WORK ORDER - An exact transcription is needed, starting with the line that contains "Given the photograph above" and ending with the last line of the records.

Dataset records
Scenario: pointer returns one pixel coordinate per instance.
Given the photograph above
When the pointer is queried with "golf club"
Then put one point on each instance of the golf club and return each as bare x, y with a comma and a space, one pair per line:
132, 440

YOUR SOLUTION -
Given the photograph above
When the pointer is queried with "golf club"
Then put one point on each instance of the golf club and return each as bare x, y with a comma and a space, one pair per line:
132, 440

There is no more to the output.